**GIVEN EXERCISE:**
Copy the material starting at the line that contains "lens in the" and ending at the line that contains "[12,645,202,690]", switching "curly" to "wavy" and leaving everything else unchanged.

**ROWS:**

<<<<

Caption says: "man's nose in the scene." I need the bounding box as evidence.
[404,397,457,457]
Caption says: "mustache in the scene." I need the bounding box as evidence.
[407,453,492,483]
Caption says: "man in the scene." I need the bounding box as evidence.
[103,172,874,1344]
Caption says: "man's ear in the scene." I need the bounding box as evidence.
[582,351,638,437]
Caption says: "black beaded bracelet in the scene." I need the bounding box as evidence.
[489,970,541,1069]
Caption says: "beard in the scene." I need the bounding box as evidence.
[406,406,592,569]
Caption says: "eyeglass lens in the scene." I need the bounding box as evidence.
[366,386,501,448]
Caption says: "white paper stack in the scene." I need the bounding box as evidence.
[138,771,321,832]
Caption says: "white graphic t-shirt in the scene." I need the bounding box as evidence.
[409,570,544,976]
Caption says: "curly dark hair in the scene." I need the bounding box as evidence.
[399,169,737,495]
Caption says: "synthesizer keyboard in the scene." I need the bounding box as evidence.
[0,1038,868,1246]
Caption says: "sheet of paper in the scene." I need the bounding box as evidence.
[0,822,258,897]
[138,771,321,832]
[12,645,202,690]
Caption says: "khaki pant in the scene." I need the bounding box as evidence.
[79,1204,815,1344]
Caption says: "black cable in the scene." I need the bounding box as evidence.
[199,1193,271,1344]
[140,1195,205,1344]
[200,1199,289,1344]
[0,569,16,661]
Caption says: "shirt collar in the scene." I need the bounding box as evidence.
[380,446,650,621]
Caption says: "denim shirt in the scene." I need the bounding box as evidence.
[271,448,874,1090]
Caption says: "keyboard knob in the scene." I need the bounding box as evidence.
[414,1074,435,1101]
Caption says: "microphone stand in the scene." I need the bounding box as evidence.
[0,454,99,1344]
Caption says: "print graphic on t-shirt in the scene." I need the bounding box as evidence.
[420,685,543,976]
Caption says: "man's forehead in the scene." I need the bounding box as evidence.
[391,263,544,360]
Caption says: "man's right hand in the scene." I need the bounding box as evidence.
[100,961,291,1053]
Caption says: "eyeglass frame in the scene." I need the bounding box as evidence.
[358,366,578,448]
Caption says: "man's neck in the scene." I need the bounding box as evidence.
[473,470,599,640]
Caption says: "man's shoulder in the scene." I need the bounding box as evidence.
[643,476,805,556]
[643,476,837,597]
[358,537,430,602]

>>>>

**COMPLETE RESPONSE:**
Caption says: "eyeglass lens in the scene." I need the bounding box as evidence.
[366,386,501,448]
Caption says: "white paper stack in the scene." I need the bounding box as evidence.
[138,771,321,832]
Caption says: "white graphic t-shirt in the scene." I need the bounding box as evidence.
[409,570,544,976]
Caption says: "wavy dark hair in the scene." I need the bounding box as evidence.
[399,169,737,495]
Caption says: "synthesizer keyboard in the scene." I need the bounding box as evidence.
[0,1038,868,1246]
Caption says: "sheet of paper in the scene." I need the bounding box as evidence.
[0,822,258,897]
[138,771,321,832]
[12,645,202,690]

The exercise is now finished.